▶ _Supplied records_
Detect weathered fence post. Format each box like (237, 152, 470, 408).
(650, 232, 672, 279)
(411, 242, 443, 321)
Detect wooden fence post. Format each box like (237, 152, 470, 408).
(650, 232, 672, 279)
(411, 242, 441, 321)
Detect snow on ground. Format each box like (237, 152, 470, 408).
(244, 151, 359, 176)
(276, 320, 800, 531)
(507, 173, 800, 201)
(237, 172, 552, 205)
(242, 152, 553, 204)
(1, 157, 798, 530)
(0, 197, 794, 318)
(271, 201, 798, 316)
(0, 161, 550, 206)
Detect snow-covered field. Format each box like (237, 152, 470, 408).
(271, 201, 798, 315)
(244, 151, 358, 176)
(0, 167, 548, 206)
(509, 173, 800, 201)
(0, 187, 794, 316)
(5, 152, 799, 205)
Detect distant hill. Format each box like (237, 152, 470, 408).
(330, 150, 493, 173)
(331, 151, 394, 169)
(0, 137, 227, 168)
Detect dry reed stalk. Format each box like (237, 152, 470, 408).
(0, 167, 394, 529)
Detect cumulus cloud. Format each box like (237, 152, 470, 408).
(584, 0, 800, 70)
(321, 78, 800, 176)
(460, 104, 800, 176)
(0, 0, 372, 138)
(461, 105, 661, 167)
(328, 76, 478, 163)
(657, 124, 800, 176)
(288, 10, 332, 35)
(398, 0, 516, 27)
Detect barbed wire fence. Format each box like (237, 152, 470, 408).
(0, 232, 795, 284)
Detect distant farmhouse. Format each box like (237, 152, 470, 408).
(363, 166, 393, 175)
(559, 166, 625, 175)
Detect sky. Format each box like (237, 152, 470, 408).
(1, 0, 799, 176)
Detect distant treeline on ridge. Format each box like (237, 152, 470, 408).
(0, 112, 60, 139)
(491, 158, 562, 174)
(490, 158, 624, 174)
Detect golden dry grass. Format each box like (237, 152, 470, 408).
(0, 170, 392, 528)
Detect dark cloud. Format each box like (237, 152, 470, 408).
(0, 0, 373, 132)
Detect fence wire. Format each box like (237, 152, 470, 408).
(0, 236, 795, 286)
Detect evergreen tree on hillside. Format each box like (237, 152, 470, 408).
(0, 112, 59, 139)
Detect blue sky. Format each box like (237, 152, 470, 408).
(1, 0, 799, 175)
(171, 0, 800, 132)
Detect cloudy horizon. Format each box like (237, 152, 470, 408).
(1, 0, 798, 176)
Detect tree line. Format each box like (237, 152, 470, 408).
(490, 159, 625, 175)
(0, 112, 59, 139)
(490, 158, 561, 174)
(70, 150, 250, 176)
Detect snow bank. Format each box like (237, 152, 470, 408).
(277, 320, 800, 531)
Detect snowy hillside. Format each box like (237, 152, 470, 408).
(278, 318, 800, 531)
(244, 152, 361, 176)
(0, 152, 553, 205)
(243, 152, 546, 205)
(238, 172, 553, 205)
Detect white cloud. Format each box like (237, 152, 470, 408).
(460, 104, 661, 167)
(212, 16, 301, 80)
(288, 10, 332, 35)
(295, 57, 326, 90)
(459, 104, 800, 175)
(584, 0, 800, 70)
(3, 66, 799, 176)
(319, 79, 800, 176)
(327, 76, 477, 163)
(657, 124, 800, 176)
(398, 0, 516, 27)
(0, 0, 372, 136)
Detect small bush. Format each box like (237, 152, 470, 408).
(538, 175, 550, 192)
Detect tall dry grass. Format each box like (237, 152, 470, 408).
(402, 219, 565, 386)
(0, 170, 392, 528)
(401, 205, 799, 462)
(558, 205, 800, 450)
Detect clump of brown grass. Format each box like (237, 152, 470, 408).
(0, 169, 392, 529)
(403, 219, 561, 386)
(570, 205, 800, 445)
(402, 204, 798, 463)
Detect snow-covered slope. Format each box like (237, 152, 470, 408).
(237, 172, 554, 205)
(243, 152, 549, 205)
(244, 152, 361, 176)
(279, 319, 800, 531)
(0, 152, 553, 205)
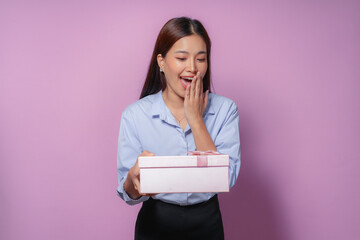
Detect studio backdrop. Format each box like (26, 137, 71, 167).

▶ _Task directions_
The full data, repeated exactly and stripped of its pictures, is the expected answer.

▶ _Output for this exercise_
Detect weathered fence post. Format each box like (237, 152, 470, 408).
(650, 232, 672, 279)
(411, 242, 443, 321)
Detect wooden fence post. Format each box like (237, 152, 470, 408).
(650, 232, 672, 279)
(411, 242, 441, 321)
Detect snow on ground. Format each box like (237, 152, 470, 408).
(244, 151, 359, 176)
(276, 320, 800, 531)
(507, 173, 800, 201)
(237, 172, 552, 205)
(242, 152, 553, 204)
(1, 157, 798, 530)
(0, 197, 794, 318)
(271, 201, 798, 316)
(0, 161, 550, 206)
Detect snow-covered field. Format each box like (237, 152, 470, 408).
(271, 201, 798, 315)
(244, 151, 358, 176)
(0, 167, 548, 206)
(509, 173, 800, 201)
(0, 187, 794, 316)
(5, 152, 799, 205)
Detect distant hill. Format each box like (237, 152, 470, 408).
(330, 150, 493, 173)
(331, 151, 394, 169)
(0, 137, 227, 168)
Detect dry reed stalk. Format each box like (237, 152, 470, 408).
(0, 167, 394, 529)
Detect cumulus cloud. Format each box like (237, 152, 470, 408).
(584, 0, 800, 70)
(321, 78, 800, 176)
(460, 104, 800, 176)
(0, 0, 372, 138)
(461, 105, 661, 167)
(328, 76, 478, 163)
(657, 124, 800, 176)
(288, 10, 332, 35)
(398, 0, 516, 27)
Detect barbed wire fence. Format each box like (237, 152, 470, 408).
(0, 232, 795, 284)
Detect distant farmhouse. Format each box like (237, 152, 470, 408).
(363, 166, 393, 175)
(559, 166, 625, 175)
Detect sky. Format each box like (237, 152, 470, 408).
(1, 0, 799, 176)
Detect distant treeline on ridge. Format each box like (237, 152, 470, 408).
(0, 112, 60, 139)
(491, 158, 562, 174)
(490, 158, 624, 174)
Detect golden dry grass. Format each box like (237, 152, 470, 408).
(0, 170, 392, 528)
Detect dark cloud. Format each box like (237, 152, 470, 408).
(0, 0, 373, 132)
Detect fence wire. Format each box like (237, 152, 470, 408).
(0, 236, 795, 286)
Detect evergreen tree on hillside. Format each box like (237, 152, 470, 408).
(0, 112, 59, 139)
Detect blue sky. Format each box like (237, 152, 470, 408).
(1, 0, 799, 175)
(171, 0, 800, 132)
Detect cloudy horizon. Format each box like (237, 152, 470, 408).
(1, 0, 798, 176)
Detect tree line. Format each box like (237, 152, 470, 408).
(490, 159, 625, 175)
(0, 112, 59, 139)
(490, 158, 561, 174)
(70, 150, 250, 176)
Detect snow bank. Format each box like (237, 152, 470, 408).
(277, 320, 800, 531)
Detect snowy hillside. Format each box like (237, 152, 470, 408).
(278, 318, 800, 531)
(244, 152, 361, 176)
(0, 152, 553, 205)
(243, 152, 546, 205)
(238, 172, 553, 205)
Detect white cloud. Format each box like (237, 152, 470, 408).
(460, 104, 661, 167)
(212, 16, 301, 80)
(288, 10, 332, 35)
(295, 57, 326, 90)
(459, 104, 800, 175)
(584, 0, 800, 70)
(3, 66, 799, 176)
(319, 79, 800, 176)
(327, 76, 477, 163)
(657, 124, 800, 176)
(398, 0, 516, 27)
(0, 0, 372, 136)
Detect small bush. Format each box like (237, 152, 470, 408).
(538, 175, 550, 192)
Detect tall dry grass. Format each box like (237, 152, 470, 408).
(402, 219, 565, 386)
(0, 170, 392, 528)
(401, 205, 799, 462)
(558, 205, 800, 450)
Detect clump of brown grass. Format each box like (237, 152, 470, 408).
(0, 169, 392, 529)
(403, 219, 561, 386)
(570, 205, 800, 445)
(402, 204, 798, 463)
Detect snow-covered slope. Format each box like (237, 152, 470, 408).
(237, 172, 554, 205)
(243, 152, 549, 205)
(244, 152, 361, 176)
(279, 319, 800, 531)
(0, 152, 553, 205)
Detect studio backdrop. Format each box like (26, 137, 71, 167).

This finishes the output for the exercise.